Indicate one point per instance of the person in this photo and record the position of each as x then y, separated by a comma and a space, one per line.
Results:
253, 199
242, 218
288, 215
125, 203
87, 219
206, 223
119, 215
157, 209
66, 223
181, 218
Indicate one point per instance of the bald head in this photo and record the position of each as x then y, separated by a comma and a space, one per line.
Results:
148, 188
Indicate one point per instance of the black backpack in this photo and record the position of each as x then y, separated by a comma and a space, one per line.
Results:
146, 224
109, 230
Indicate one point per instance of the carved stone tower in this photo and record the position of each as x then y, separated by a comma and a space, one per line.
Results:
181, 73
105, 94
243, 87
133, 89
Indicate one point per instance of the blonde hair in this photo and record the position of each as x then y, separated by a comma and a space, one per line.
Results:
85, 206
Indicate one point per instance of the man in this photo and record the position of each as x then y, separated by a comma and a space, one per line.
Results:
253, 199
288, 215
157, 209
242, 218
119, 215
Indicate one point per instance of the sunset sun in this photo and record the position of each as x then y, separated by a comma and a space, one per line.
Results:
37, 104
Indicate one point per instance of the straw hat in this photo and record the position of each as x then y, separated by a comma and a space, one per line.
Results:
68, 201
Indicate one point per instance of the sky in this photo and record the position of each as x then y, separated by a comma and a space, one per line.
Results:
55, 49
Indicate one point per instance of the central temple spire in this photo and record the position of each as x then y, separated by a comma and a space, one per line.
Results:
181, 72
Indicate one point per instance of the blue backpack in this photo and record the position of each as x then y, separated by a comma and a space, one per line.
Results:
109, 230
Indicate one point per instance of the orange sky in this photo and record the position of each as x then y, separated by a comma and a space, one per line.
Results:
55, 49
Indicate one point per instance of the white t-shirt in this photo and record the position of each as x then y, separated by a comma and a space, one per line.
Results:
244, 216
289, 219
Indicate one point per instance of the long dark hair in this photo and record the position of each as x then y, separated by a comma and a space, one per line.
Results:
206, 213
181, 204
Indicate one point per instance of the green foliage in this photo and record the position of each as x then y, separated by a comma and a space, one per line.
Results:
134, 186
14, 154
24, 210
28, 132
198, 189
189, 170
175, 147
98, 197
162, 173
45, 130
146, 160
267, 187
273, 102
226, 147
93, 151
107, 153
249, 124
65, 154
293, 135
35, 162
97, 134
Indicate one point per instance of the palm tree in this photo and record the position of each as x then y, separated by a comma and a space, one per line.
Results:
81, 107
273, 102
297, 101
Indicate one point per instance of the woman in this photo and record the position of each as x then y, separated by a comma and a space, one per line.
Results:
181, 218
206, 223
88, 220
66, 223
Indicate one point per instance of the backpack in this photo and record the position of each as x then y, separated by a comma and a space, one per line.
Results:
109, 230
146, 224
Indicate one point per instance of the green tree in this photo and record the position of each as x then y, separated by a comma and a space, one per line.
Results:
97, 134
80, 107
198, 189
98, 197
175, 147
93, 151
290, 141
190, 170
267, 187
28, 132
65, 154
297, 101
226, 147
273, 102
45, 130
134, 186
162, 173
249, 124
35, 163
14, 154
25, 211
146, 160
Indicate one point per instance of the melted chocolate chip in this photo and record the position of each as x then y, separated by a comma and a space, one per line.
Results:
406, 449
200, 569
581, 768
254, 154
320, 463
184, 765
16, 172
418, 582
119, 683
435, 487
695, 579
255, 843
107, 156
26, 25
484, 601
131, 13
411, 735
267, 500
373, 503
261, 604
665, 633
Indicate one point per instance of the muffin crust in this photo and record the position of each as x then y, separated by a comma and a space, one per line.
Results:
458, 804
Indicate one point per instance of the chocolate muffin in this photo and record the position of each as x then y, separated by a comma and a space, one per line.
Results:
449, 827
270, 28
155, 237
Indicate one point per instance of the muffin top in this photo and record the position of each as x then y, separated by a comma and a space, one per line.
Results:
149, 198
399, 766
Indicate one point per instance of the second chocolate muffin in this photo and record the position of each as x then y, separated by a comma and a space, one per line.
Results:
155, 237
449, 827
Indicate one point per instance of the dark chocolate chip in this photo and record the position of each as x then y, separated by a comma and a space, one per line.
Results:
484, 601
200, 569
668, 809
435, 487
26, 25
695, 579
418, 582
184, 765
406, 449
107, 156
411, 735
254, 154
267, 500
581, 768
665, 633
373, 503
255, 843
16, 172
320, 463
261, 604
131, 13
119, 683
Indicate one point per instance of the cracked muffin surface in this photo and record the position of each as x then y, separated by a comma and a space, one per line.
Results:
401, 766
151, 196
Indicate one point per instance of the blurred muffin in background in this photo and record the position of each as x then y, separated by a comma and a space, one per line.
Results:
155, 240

• _PROMPT_
Starting with the line that contains "Indicate one point per instance of the dark", output every line through the end of the listing above, unchanged.

• _FULL OUTPUT_
Indicate one point per instance of the dark chocolate chip in this photo and record the position of each as x then y, separated by a comma and a space, one per line.
Results:
484, 601
200, 569
668, 809
435, 487
26, 25
695, 579
418, 582
184, 765
406, 449
107, 156
411, 735
254, 154
267, 500
581, 768
665, 633
373, 503
255, 843
16, 172
320, 463
261, 604
131, 13
119, 683
Indicate one point per instance of the cracked muffin surface in this photo and record the position of each as x then y, separated by a comma and a space, one per line.
Results:
401, 766
151, 196
Indicate one point per instance of the blurred muffin in background in this photo and record the position of each as x then y, separated by a comma and a space, one per line.
Results:
155, 240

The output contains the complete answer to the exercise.